### Quoted text
----

NLnetLabs / simdzone

Fast and standards compliant DNS zone parser

Geek Repo:Geek Repo

Github PK Tool:Github PK Tool

Vectorize base32 decoding

k0ekk0ek opened this issue · comments

Base32 encoding is used in NSEC3 records (RFC5155) to hash the next owner name and may appear quite a lot in DNSSEC signed zones (not the case for .se, but is the case for e.g. .com). Like base16 and base64, this encoding may be eligible for vectorization too.

Wojciech Muła and Daniel Lemire wrote the paper "Faster Base64 Encoding and Decoding Using AVX2 Instructions". Some of the logic can be used to decode Base32 too. A first stab may look something like this:

#define s0to9 (-128 + '0')
#define sAtoV (-128 + 'A' + 9)
#define satov (-128 + 'a' + 9)

#define r0to9 (-128 + ('9' - '0' + 1))
#define rAtoV (-128 + ('V' - 'A' + (1 + 9)))
#define ratov (-128 + ('v' - 'a' + (1 + 9)))

static void decode(const char *encoded)
{
  __m256i input = _mm256_loadu_si256((const __m256i*)encoded);

  __m256i subtract = setr_epi8(
    0, 0, 0, s0to9, sAtoV, sAtoV, satov, satov,
    0, 0, 0, 0, 0, 0, 0, 0, 0);

  __m256i compare = setr_epi8(
    -128, -128, -128, r0to9, sAtoV, sAtoV, satov, satov,
    -128, -128, -128, -128, -128, -128, -128, -128);

  // determine shuffle mask based on hi nibbles
  __m256i nibbles = _mm256_srli_epi32(input, 4);
  nibbles = _mm256_and_si256(nibbles, _mm256_set1_epi8(0x0f));

  subtract = _mm256_shuffle_epi8(subtract, nibbles);
  compare = _mm256_shuffle_epi8(compare, nibbles);

  __m256i d = _mm256_sub_epi8(input, subtract); 
  const __m256i mask = _mm_cmplt_epi8(digits, compare); 

  d = _mm256_and_si256(d, mask);

  // (pretend the above works flawlessly)

  // left shift can be expressed as multiply by power of two
  //  
  // SHL    MUL(16)    MUL(10)
  //  0  :  0x0001  :     1
  //  1  :  0x0002  :     2
  //  2  :  0x0004  :     4
  //  3  :  0x0008  :     8
  //  4  :  0x0010  :    16
  //  5  :  0x0020  :    32
  //  6  :  0x0040  :    64
  //  7  :  0x0080  :   128
  //  8  :  0x0100  :   256
  //  9  :  0x0200  :   512
  // 10  :  0x0400  :  1024

  // pack into 10-bit words
  const __m128i d16 = _mm_addubs_epi16(d, _mm_set1_epi32(0x01080108));

  // pack into 20-bit words
  const __m128i d32 = _mm_madd_epi16(d16, _mm_set1_epi32(0x00010400));

  //  
  // base64 decoder now uses a shuffle, but that is not possible for base32 as
  // byte boundaries span epi32 (only 20-bit words)
  //  
  // shifting individual epi32 into location (_mm_slli_epi64) and adding them
  // afterward will get two 40-bit words, which means proper byte boundaries.

----

### Data extract
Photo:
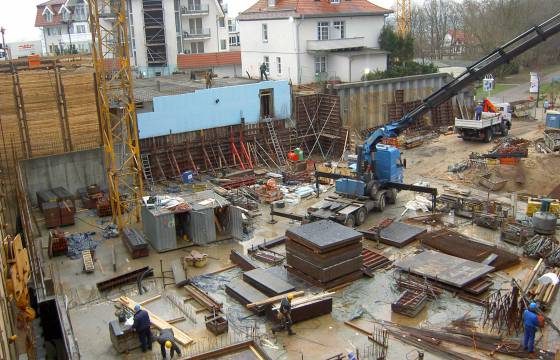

----

### To be done
Extend the base32 decoding issue from its last line onward. The material above comes from a separate source.

### Reply to the exercise
  //  

  // implement
}

However, with Base32 after packing up to epi32, we have 20-bit words. As such, the shuffle operation cannot be done right away because of the byte boundary (we miss 4 bits). Of course, this can be resolved by shifting and then adding two epi32 together which gets us 2 40-bit words, where the byte boundary is convenient again.

Same question here: are spaces allowed within the codes (e.g., line returns).

No, Base32 is only used in NSEC3 (presentation format). The data there is not the last field and hence must be presented as one contiguous set of characters.

Example from Appendix A in RFC5155:

  NSEC3   1 1 12 aabbccdd (
                            2vptu5timamqttgl4luu9kg21e0aor3s A RRSIG )
commented

pretend the above works flawlessly

The input range can be hashed/sliced into spans of 8 instead spans of 16.
However, that necessitates a fixup for signed chars.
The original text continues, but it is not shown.